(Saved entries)

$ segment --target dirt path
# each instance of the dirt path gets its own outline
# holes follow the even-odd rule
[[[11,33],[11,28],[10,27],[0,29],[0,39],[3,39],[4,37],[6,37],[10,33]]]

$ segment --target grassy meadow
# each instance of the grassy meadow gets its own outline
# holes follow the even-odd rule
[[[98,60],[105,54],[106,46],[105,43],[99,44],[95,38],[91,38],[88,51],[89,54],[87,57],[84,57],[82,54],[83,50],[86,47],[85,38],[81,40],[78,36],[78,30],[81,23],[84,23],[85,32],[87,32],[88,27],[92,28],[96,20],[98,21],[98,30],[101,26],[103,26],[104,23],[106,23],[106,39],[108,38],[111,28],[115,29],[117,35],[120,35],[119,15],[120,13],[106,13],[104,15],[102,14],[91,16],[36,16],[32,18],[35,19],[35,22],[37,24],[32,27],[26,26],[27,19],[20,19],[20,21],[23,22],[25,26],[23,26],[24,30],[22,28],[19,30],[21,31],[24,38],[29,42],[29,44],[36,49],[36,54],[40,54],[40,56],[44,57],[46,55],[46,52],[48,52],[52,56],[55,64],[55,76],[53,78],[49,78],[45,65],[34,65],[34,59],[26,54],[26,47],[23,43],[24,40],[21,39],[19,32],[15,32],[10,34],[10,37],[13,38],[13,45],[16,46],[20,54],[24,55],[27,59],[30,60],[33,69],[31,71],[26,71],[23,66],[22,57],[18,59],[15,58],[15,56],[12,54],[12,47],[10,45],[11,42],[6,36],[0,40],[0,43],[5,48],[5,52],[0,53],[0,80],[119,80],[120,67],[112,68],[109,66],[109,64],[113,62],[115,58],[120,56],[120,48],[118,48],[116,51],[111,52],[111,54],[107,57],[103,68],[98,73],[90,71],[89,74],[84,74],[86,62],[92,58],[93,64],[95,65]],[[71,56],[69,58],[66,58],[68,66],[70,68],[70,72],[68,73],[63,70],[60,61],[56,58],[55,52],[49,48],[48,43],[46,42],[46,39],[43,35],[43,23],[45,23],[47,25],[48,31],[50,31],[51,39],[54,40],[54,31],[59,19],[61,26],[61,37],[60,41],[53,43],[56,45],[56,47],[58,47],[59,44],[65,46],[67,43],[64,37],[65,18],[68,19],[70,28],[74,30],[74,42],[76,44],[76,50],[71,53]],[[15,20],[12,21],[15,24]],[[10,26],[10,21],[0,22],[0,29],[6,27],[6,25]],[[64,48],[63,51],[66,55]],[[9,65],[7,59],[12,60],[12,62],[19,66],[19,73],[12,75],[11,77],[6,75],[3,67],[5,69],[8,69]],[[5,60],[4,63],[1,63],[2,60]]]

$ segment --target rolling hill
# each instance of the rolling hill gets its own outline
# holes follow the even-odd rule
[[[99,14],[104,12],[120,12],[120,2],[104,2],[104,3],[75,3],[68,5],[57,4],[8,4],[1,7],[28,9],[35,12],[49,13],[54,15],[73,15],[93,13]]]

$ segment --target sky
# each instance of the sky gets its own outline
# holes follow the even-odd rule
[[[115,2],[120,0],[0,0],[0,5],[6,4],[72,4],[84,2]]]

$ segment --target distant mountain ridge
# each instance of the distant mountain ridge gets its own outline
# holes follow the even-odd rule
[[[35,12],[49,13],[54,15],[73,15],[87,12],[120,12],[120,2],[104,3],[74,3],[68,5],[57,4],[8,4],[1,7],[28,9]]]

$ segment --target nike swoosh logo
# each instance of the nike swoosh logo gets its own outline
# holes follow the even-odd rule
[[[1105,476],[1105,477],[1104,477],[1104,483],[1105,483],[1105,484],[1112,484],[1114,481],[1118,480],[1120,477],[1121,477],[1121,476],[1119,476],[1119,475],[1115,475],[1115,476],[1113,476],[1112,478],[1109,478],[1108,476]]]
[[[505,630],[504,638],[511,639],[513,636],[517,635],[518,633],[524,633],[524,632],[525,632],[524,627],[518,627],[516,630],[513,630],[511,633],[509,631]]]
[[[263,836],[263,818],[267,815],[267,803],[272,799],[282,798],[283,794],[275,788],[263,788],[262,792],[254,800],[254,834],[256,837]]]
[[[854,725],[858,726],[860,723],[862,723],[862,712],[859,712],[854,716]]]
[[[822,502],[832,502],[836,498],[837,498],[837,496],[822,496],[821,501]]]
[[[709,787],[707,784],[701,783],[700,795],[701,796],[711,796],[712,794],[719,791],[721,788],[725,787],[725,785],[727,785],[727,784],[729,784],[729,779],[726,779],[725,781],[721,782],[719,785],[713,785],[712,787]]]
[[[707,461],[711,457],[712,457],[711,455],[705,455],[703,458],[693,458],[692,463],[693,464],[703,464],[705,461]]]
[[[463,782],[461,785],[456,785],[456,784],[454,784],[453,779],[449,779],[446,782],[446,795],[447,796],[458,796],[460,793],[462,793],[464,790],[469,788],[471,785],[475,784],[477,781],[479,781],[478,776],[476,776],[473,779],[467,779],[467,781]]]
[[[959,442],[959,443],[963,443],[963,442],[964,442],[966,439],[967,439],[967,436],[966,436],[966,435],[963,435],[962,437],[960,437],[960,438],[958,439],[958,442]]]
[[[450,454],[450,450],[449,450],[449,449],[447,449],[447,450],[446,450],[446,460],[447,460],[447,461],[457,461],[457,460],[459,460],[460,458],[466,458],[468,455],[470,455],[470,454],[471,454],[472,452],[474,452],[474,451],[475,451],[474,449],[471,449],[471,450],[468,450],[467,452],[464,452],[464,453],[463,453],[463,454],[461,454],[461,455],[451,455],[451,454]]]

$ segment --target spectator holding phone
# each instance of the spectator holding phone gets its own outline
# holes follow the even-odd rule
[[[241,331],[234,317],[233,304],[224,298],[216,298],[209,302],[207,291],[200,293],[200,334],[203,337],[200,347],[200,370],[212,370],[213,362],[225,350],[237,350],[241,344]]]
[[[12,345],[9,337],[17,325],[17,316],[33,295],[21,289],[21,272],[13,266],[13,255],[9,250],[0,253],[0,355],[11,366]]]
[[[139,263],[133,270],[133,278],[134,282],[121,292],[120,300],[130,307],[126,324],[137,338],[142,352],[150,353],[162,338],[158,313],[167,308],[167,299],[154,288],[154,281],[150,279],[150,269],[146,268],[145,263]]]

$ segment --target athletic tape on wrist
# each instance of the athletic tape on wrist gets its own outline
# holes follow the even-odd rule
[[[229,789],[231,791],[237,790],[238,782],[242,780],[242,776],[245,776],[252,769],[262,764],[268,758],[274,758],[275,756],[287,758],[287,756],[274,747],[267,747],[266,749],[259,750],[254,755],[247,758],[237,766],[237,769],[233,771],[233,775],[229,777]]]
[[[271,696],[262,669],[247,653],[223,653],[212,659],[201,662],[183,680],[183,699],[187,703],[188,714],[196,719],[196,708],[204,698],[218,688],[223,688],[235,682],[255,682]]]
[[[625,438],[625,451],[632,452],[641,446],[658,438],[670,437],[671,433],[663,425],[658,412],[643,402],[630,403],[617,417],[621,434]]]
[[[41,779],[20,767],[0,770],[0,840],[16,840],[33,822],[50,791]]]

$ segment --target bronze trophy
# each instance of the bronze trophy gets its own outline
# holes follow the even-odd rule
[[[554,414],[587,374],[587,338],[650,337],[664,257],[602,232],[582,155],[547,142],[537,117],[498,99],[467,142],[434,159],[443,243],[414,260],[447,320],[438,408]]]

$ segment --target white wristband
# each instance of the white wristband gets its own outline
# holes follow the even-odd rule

> TASK ITEM:
Copy out each entry once more, character for character.

> PROBLEM SOLUTION:
$ segment --target dirt path
# each instance of the dirt path gets its own outline
# holes follow the even-odd rule
[[[11,33],[11,28],[10,27],[0,29],[0,39],[3,39],[4,37],[6,37],[10,33]]]

$ segment --target grassy meadow
# each instance of the grassy meadow gets its own outline
# holes follow the even-odd rule
[[[98,60],[105,54],[106,46],[105,43],[99,44],[95,38],[91,38],[88,51],[89,54],[87,57],[84,57],[82,54],[83,50],[86,47],[85,38],[81,40],[78,36],[78,30],[81,23],[84,23],[85,32],[87,32],[88,27],[92,28],[96,20],[98,21],[98,30],[101,26],[103,26],[104,23],[106,23],[106,39],[108,38],[111,28],[115,29],[117,35],[120,35],[119,15],[120,13],[106,13],[104,15],[102,14],[91,16],[36,16],[32,18],[35,19],[35,22],[37,24],[32,27],[26,26],[27,19],[20,19],[20,21],[23,22],[25,26],[23,26],[24,30],[22,28],[19,30],[21,31],[24,38],[29,42],[29,44],[36,49],[36,54],[40,54],[40,56],[44,57],[46,55],[46,52],[48,52],[52,56],[55,64],[55,76],[53,78],[49,78],[45,65],[34,65],[34,59],[26,54],[26,47],[23,43],[24,40],[21,39],[19,32],[15,32],[10,34],[10,37],[13,38],[13,45],[16,46],[20,54],[24,55],[27,59],[30,60],[33,69],[31,71],[26,71],[23,66],[22,57],[18,59],[15,58],[15,56],[12,54],[12,47],[10,45],[11,42],[6,36],[0,40],[0,43],[5,48],[5,52],[0,53],[0,80],[119,80],[120,67],[112,68],[109,66],[109,64],[113,62],[115,58],[120,56],[120,48],[118,48],[116,51],[111,52],[111,54],[107,57],[103,68],[98,73],[90,71],[89,74],[84,74],[86,62],[92,58],[93,64],[95,65]],[[71,56],[69,58],[66,58],[68,66],[70,68],[70,72],[68,73],[63,70],[60,61],[56,58],[55,52],[49,48],[48,43],[46,42],[46,39],[43,35],[43,23],[45,23],[47,25],[48,31],[50,31],[51,39],[54,40],[54,31],[59,19],[61,26],[61,37],[60,41],[53,43],[56,45],[56,47],[58,47],[59,44],[65,46],[67,43],[64,37],[65,18],[68,19],[70,28],[74,30],[74,42],[76,44],[76,50],[71,53]],[[15,20],[12,21],[15,24]],[[10,26],[10,21],[0,22],[0,29],[6,27],[6,25]],[[64,48],[63,51],[66,55]],[[9,65],[7,59],[12,60],[12,62],[19,66],[19,73],[12,75],[11,77],[6,75],[3,67],[5,69],[8,69]],[[5,60],[4,63],[1,63],[2,60]]]

$ segment --target rolling hill
# each instance of the rolling hill gets its own outline
# holes follow the even-odd rule
[[[99,14],[104,12],[120,12],[120,2],[104,2],[104,3],[75,3],[68,5],[57,4],[8,4],[1,7],[28,9],[35,12],[49,13],[54,15],[73,15],[93,13]]]

$ segment --target sky
# each instance of the sky gets its own outline
# holes follow the even-odd rule
[[[115,2],[120,0],[0,0],[0,5],[6,4],[72,4],[84,2]]]

$ segment --target distant mountain ridge
# each instance of the distant mountain ridge gets its own outline
# holes follow the even-odd rule
[[[35,12],[49,13],[54,15],[73,15],[87,12],[120,12],[120,2],[104,3],[74,3],[68,5],[57,4],[8,4],[1,7],[28,9]]]

$ segment --target nike swoosh logo
# each instance of the nike swoosh logo gets its own outline
# holes follow the even-odd rule
[[[1105,476],[1105,477],[1104,477],[1104,483],[1105,483],[1105,484],[1112,484],[1114,481],[1118,480],[1120,477],[1121,477],[1121,476],[1119,476],[1119,475],[1115,475],[1115,476],[1113,476],[1112,478],[1109,478],[1108,476]]]
[[[505,630],[504,638],[511,639],[513,636],[517,635],[518,633],[524,633],[524,632],[525,632],[524,627],[518,627],[516,630],[513,630],[511,633],[509,631]]]
[[[263,836],[263,818],[267,815],[267,803],[272,799],[282,798],[283,794],[275,788],[263,788],[262,792],[254,800],[254,834],[256,837]]]
[[[854,725],[858,726],[860,723],[862,723],[862,712],[859,712],[854,716]]]
[[[822,502],[832,502],[836,498],[837,498],[837,496],[822,496],[821,501]]]
[[[709,787],[707,784],[701,783],[700,795],[701,796],[711,796],[712,794],[719,791],[721,788],[725,787],[725,785],[727,785],[727,784],[729,784],[729,779],[726,779],[725,781],[721,782],[719,785],[713,785],[712,787]]]
[[[707,461],[711,457],[712,457],[711,455],[705,455],[703,458],[693,458],[692,463],[693,464],[703,464],[705,461]]]
[[[463,782],[461,785],[456,785],[456,784],[454,784],[453,779],[449,779],[446,782],[446,795],[447,796],[458,796],[460,793],[462,793],[464,790],[469,788],[471,785],[475,784],[477,781],[479,781],[478,776],[476,776],[473,779],[467,779],[467,781]]]
[[[959,442],[959,443],[963,443],[963,442],[964,442],[966,439],[967,439],[967,436],[966,436],[966,435],[963,435],[962,437],[960,437],[960,438],[958,439],[958,442]]]
[[[450,454],[450,450],[449,450],[449,449],[447,449],[447,450],[446,450],[446,460],[447,460],[447,461],[457,461],[457,460],[459,460],[460,458],[466,458],[468,455],[470,455],[470,454],[471,454],[472,452],[474,452],[474,451],[475,451],[474,449],[471,449],[471,450],[468,450],[467,452],[464,452],[464,453],[463,453],[463,454],[461,454],[461,455],[451,455],[451,454]]]

$ segment --target spectator holding phone
# each instance of the spectator holding phone gets its own outline
# holes follow the even-odd rule
[[[241,331],[234,317],[233,304],[224,298],[216,298],[209,302],[207,291],[200,293],[200,334],[203,337],[200,347],[200,370],[212,370],[213,362],[225,350],[237,350],[241,344]]]
[[[12,345],[9,337],[17,325],[17,316],[33,295],[21,289],[21,272],[13,266],[13,255],[9,250],[0,253],[0,355],[11,366]]]
[[[139,263],[133,270],[133,278],[134,282],[121,292],[120,300],[130,307],[126,324],[137,338],[142,352],[150,353],[162,338],[158,313],[167,308],[167,299],[154,288],[154,281],[150,279],[150,269],[146,268],[145,263]]]

$ segment --target athletic tape on wrist
# each instance of the athletic tape on wrist gets its own outline
# holes follow the even-odd rule
[[[229,789],[231,791],[237,790],[238,782],[242,780],[242,776],[245,776],[252,769],[262,764],[268,758],[274,758],[275,756],[287,758],[287,756],[274,747],[267,747],[266,749],[259,750],[254,755],[247,758],[237,766],[237,769],[233,771],[233,775],[229,777]]]
[[[271,696],[262,669],[247,653],[223,653],[212,659],[201,662],[183,680],[183,699],[187,703],[188,714],[196,719],[196,708],[204,698],[218,688],[223,688],[235,682],[255,682]]]
[[[625,438],[625,451],[632,452],[641,446],[658,438],[670,437],[671,433],[663,425],[658,412],[643,402],[630,403],[617,417],[621,434]]]
[[[41,779],[20,767],[0,770],[0,840],[16,840],[33,822],[50,791]]]

$ segment --target bronze trophy
# each instance of the bronze trophy gets its own outline
# holes follow the even-odd rule
[[[554,414],[587,374],[587,338],[650,337],[664,257],[602,232],[582,155],[547,142],[537,117],[498,99],[467,142],[434,159],[443,243],[414,260],[447,320],[438,408]]]

$ segment --target white wristband
# each instance of the white wristband gets its own outline
# holes follow the even-odd rule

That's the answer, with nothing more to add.